→ TEXT PASSAGE
-- BEGIN --

= Four Music =

German record label

Four Music (Four Music Productions GmbH) is a German record label founded by hip hop group Die Fantastischen Vier in 1996. It was originally located in Stuttgart, but has moved to Kreuzberg, Berlin.

In 2004, Max Herre's debut album, as well as Confidence by Gentleman, and Viel by Die Fantastischen Vier were among the top 3 in the German album charts. The same year, the opening concert for the Popkomm solely consisted of artists signed on Four Music.

In July 2005, the record label Sony BMG Music Entertainment took over 50% of Four Music Productions for a seven-figure sum of money. According to the Annual Report of Four Music GmbH of fiscal year 2009 to 2010, Sony Music Entertainment Germany GmbH has acquired all the shares of Four Music GmbH.

-- END --

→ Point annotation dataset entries
-- BEGIN --

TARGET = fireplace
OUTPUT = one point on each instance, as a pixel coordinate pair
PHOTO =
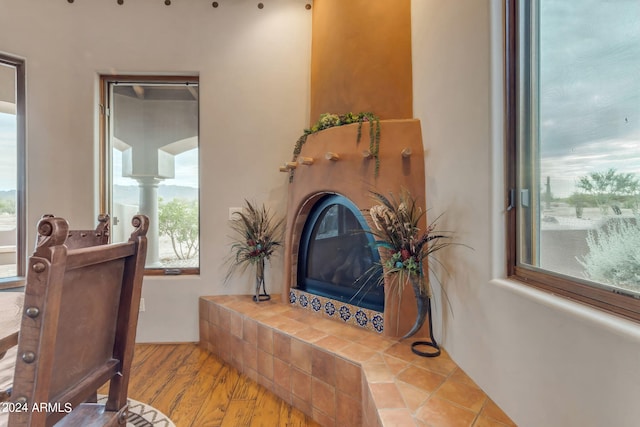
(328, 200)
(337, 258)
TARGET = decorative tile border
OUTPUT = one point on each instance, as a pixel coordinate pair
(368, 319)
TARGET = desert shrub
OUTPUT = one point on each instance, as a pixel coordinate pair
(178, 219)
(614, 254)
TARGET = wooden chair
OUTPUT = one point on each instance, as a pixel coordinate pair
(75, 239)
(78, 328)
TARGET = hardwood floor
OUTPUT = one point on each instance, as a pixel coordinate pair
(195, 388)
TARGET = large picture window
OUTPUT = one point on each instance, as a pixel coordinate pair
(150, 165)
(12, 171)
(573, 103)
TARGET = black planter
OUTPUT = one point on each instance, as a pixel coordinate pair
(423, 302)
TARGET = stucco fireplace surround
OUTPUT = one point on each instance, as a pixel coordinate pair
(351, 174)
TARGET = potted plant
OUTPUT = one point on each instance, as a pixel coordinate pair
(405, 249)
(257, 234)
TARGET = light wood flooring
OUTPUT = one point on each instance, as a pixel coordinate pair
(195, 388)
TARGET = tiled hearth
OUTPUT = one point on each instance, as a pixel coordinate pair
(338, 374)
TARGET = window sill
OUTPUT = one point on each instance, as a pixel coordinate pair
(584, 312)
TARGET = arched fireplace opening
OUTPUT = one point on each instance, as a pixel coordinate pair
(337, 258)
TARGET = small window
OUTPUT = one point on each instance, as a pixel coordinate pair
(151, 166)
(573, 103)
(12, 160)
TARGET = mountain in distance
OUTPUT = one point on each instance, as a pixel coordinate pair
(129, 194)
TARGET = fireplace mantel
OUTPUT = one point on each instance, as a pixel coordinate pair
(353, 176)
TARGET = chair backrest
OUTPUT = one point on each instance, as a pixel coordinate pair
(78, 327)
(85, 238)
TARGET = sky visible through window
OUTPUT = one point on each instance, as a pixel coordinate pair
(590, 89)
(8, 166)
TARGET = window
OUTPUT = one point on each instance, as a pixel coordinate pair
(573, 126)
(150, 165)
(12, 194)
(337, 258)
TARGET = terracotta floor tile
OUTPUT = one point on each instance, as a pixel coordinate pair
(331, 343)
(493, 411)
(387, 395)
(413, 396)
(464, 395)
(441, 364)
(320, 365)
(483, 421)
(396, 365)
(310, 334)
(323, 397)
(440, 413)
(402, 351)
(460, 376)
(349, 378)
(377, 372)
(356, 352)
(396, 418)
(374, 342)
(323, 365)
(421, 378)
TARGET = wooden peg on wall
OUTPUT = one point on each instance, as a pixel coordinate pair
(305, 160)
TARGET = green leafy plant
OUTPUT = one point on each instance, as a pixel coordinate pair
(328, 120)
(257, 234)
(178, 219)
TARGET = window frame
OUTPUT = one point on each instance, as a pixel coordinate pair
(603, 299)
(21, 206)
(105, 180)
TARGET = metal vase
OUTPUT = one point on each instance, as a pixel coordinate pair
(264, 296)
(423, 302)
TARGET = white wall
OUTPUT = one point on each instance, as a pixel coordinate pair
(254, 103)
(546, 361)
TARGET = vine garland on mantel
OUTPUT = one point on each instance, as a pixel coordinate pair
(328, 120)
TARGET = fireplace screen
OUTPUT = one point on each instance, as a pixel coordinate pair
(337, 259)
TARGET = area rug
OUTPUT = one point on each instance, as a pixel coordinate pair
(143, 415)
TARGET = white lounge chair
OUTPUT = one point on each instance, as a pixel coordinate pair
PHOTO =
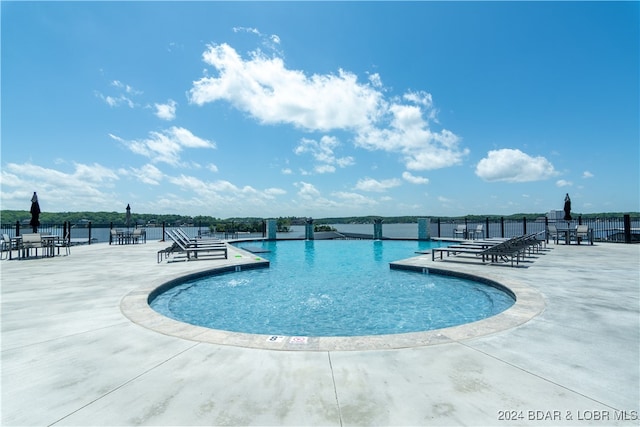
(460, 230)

-- END --

→ ACTIONS TO TAKE
1 - According to the Four Music text, in what year did Die Fantastischen Vier found the label?
2 - Which artists or groups does the Four Music text name?
3 - Extend the Four Music text past its final sentence.
The entries have no role in any of this.

→ OUTPUTS
1 - 1996

2 - Die Fantastischen Vier, Max Herre, Gentleman

3 -
==Notable artists==
Notable musicians and groups signed on Four Music are:
- 3Plusss
- Afrob
- Blumentopf (until 2009)
- Casper
- Chakuza
- Clueso
- Freundeskreis (until 2007)
- Gentleman (until 2010)
- Grosssdatgeflüster (One Album)
- Jason Rowe
- Joy Denalane
- Lance Butters
- Mark Forster
- Marteria
- Max Herre
- Miss Platnum
- Son Goku (until 2002)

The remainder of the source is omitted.